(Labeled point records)

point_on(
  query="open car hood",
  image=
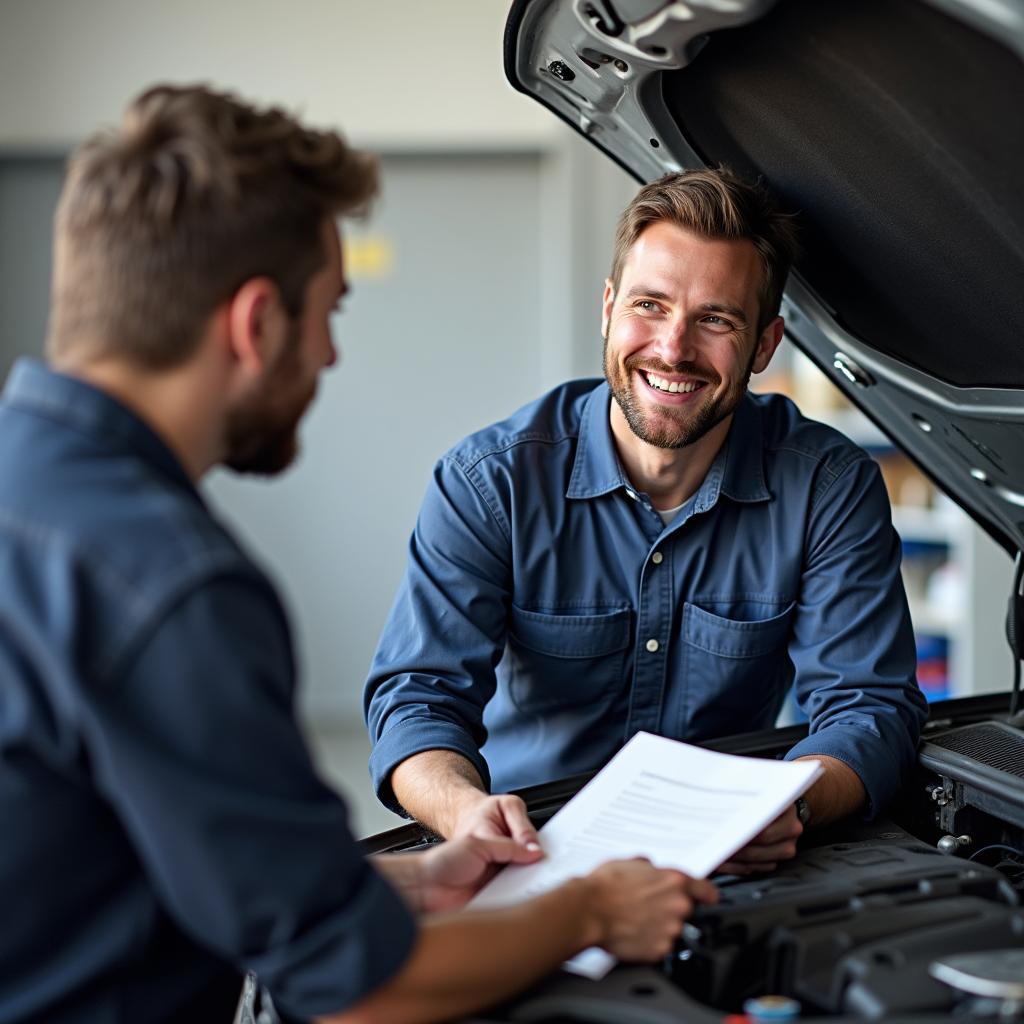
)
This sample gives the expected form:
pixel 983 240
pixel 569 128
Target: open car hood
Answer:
pixel 895 128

* OBJECTIVE
Copy the data above line for line with no changes, but leave the picture out.

* FULL SOLUTION
point_on(
  query="open car hood",
  image=
)
This sample gives the expected form:
pixel 983 240
pixel 569 128
Target: open car hood
Answer:
pixel 895 128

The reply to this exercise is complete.